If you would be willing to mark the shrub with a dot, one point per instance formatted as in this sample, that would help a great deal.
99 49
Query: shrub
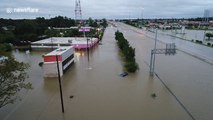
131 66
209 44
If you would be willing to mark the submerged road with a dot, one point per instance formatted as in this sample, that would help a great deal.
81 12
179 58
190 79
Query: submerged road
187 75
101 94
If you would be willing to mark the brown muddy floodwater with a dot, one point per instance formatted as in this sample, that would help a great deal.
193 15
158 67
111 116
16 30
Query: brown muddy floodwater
==
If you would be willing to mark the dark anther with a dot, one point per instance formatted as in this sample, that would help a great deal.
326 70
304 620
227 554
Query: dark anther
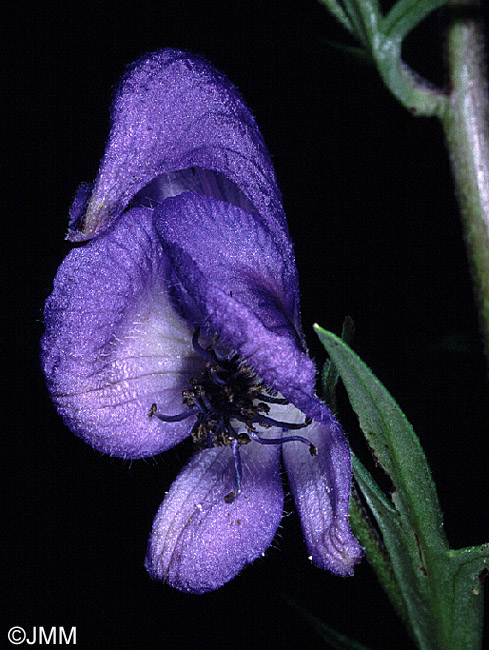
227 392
...
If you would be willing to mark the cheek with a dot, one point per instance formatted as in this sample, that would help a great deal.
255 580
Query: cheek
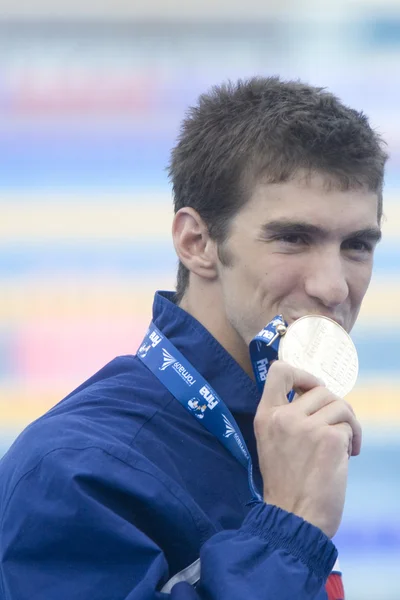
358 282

REQUEST →
Convert everything from the line containing "If you would be willing to mark the submerged" down to the line containing "Query: brown muddy floodwater" into a numbered list, one item per line with blank lines omitted. Include both of those lines and nothing else from the material.

EXERCISE RESPONSE →
1. If you would be willing to mark the submerged road with a dot, one point per instance formatted as in this sample, that would help a great deal.
2. 81 12
3. 179 58
4. 190 79
5. Query: submerged road
6. 187 75
7. 101 94
8. If you would be willing to mark the brown muddy floodwater with a dot, one point per instance formatted as in this sample, that would help a great deal.
9. 193 15
10. 158 67
11. 111 116
12. 16 30
13. Query: brown muddy floodwater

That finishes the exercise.